Set problem: Which lines in the data below contain the word "bare"? Gather every one of them and copy each line out in full.

Data supplied:
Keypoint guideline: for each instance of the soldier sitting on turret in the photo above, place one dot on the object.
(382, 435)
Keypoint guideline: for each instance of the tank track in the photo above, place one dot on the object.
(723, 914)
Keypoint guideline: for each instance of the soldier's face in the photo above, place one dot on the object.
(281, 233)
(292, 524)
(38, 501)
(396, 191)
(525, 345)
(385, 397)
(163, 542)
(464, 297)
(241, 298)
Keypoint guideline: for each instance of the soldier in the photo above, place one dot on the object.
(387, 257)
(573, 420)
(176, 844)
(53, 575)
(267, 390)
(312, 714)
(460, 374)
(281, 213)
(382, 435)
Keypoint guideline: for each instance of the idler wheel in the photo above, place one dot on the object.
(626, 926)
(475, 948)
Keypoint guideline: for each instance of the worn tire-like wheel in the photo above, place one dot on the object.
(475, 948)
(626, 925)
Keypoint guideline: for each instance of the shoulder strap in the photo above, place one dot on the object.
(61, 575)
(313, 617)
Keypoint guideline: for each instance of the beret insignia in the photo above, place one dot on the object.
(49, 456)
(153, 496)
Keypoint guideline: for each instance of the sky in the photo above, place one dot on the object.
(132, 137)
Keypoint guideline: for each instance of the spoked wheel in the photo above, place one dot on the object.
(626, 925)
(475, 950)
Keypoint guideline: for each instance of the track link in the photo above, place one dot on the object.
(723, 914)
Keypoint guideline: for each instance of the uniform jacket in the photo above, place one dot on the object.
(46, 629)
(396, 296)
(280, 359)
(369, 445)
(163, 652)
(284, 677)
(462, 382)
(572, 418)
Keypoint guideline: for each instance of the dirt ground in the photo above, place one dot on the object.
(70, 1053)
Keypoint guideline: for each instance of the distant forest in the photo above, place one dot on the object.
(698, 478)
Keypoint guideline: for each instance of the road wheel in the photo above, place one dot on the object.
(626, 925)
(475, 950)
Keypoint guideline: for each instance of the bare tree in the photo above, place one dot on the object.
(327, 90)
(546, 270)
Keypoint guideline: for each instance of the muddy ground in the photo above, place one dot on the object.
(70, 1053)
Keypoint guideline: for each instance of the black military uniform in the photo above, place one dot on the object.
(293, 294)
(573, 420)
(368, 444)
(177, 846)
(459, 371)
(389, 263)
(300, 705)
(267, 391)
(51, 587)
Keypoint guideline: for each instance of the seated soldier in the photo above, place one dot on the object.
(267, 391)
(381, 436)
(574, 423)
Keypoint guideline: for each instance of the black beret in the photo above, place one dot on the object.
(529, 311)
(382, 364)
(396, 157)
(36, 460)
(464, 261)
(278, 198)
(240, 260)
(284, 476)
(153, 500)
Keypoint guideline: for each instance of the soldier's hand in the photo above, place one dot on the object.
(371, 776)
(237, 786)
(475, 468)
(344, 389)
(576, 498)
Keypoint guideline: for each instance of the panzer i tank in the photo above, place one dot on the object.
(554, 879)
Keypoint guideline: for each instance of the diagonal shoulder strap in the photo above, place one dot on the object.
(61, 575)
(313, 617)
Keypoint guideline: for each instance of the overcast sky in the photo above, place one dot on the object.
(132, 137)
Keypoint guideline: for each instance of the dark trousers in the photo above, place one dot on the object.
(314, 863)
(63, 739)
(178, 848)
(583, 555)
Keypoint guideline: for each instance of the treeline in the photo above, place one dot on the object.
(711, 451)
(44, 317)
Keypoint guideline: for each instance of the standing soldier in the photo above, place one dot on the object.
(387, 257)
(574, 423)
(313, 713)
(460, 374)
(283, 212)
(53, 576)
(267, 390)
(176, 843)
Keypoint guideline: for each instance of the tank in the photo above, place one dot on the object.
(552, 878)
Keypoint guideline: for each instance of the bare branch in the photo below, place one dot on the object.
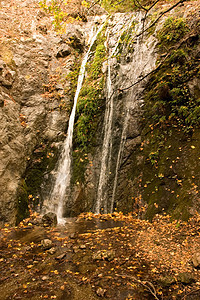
(146, 284)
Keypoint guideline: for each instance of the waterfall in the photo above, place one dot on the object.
(142, 62)
(107, 140)
(62, 183)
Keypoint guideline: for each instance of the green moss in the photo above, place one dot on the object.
(172, 31)
(89, 109)
(42, 161)
(168, 96)
(22, 202)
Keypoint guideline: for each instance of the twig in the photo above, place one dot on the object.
(184, 297)
(146, 284)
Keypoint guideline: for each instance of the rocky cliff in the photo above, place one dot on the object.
(152, 165)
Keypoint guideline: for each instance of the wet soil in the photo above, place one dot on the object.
(100, 257)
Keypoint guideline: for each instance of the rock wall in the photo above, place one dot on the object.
(34, 109)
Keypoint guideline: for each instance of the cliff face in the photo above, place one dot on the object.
(33, 109)
(153, 154)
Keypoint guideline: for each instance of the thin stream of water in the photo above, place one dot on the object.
(62, 183)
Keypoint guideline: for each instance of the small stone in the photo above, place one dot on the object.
(52, 250)
(109, 255)
(60, 257)
(196, 259)
(166, 281)
(100, 292)
(46, 244)
(49, 219)
(186, 278)
(82, 247)
(73, 236)
(97, 255)
(76, 249)
(45, 278)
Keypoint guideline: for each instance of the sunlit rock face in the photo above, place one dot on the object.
(34, 113)
(128, 162)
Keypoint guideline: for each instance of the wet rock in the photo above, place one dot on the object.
(196, 259)
(100, 292)
(46, 244)
(49, 219)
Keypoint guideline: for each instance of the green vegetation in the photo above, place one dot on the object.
(170, 136)
(168, 93)
(43, 161)
(173, 30)
(89, 108)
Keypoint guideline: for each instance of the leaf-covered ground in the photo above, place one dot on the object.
(101, 257)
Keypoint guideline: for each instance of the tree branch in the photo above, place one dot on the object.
(146, 284)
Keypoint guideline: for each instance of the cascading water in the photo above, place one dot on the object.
(61, 187)
(143, 61)
(108, 120)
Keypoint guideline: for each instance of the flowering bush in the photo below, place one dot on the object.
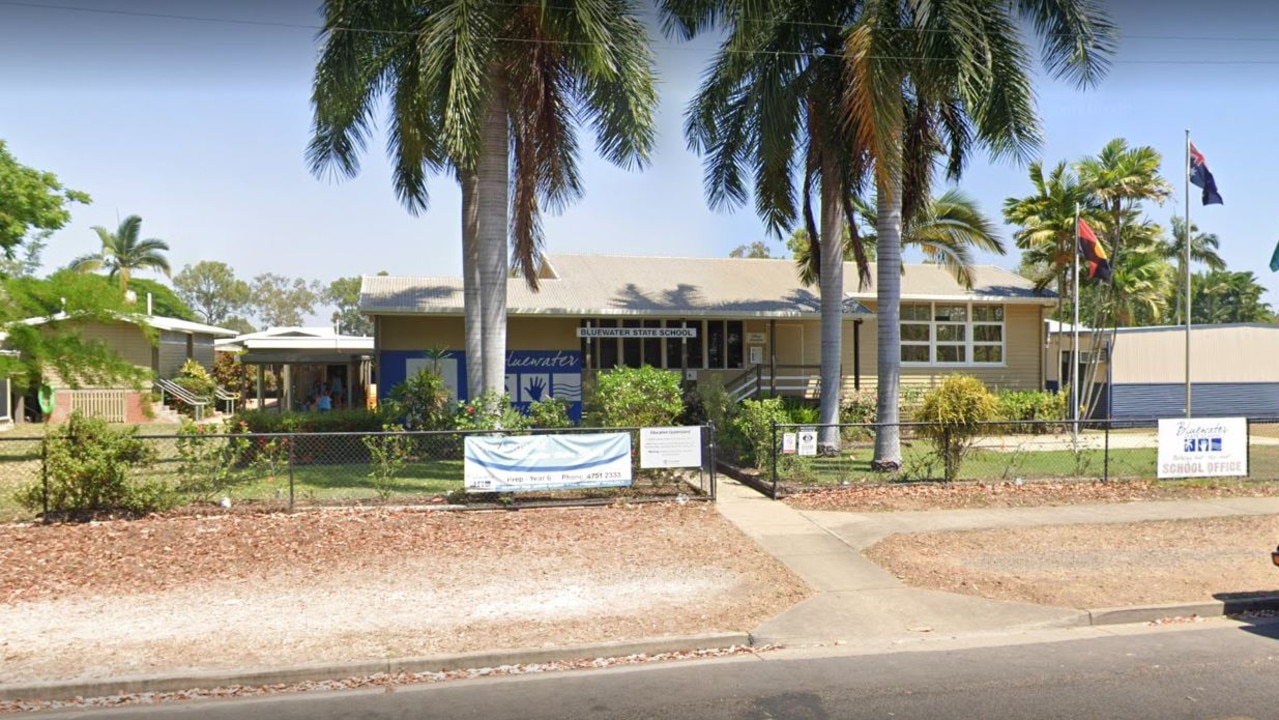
(212, 458)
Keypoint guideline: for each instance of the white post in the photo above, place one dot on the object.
(1188, 273)
(1074, 343)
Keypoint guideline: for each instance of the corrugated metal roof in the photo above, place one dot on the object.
(620, 285)
(157, 321)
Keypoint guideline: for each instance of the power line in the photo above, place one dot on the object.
(315, 27)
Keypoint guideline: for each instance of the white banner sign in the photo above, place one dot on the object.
(1202, 448)
(546, 462)
(636, 331)
(670, 446)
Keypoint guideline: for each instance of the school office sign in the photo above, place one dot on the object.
(1202, 448)
(636, 331)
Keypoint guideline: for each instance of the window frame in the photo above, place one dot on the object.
(970, 342)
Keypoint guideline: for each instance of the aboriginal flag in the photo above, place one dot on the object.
(1091, 250)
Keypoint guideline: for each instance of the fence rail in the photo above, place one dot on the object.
(290, 469)
(1014, 452)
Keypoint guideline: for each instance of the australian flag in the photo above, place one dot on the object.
(1202, 178)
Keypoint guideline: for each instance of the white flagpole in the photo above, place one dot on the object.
(1187, 273)
(1074, 343)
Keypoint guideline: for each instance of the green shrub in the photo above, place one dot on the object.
(356, 420)
(88, 464)
(212, 459)
(954, 412)
(490, 411)
(860, 407)
(421, 402)
(1027, 409)
(386, 454)
(645, 397)
(753, 423)
(801, 412)
(549, 413)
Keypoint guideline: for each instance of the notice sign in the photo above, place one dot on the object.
(1202, 448)
(807, 441)
(546, 462)
(670, 446)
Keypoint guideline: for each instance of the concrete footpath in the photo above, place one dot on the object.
(858, 601)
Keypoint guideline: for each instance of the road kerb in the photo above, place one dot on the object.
(338, 672)
(1204, 609)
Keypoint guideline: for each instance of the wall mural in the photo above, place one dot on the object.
(531, 375)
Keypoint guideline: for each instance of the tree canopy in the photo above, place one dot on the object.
(31, 201)
(212, 290)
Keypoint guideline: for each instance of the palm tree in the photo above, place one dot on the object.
(123, 252)
(768, 106)
(945, 77)
(947, 229)
(1122, 178)
(1228, 297)
(1204, 247)
(490, 92)
(1046, 230)
(1140, 280)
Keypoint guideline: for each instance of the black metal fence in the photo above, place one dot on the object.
(290, 469)
(1000, 452)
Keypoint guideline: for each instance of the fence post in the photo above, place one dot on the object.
(1105, 454)
(44, 475)
(710, 443)
(773, 449)
(292, 438)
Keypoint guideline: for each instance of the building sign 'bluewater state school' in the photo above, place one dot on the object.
(531, 375)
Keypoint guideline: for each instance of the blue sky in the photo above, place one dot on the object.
(200, 127)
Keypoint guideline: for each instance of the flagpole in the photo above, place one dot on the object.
(1074, 344)
(1187, 239)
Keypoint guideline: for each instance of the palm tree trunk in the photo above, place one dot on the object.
(888, 311)
(494, 178)
(471, 290)
(831, 307)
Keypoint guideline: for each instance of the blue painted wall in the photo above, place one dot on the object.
(531, 375)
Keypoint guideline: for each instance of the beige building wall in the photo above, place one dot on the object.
(1023, 356)
(1218, 354)
(796, 343)
(125, 338)
(173, 353)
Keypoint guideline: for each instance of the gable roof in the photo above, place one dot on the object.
(724, 287)
(157, 321)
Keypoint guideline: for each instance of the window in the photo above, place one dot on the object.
(952, 334)
(719, 344)
(988, 333)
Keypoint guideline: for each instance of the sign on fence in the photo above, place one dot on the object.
(1202, 448)
(670, 446)
(807, 441)
(546, 462)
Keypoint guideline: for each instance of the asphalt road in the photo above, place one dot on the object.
(1214, 670)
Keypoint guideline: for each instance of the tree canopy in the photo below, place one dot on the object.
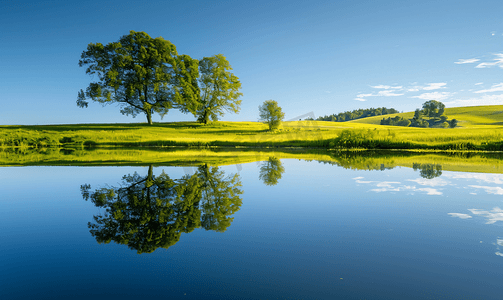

Answer below:
Keypoint guideline: for each instance of the bare tree in the photo above, place one dot on the object.
Keypoint guideline: for each instance of the bare branch in the photo below, place one dot on the object.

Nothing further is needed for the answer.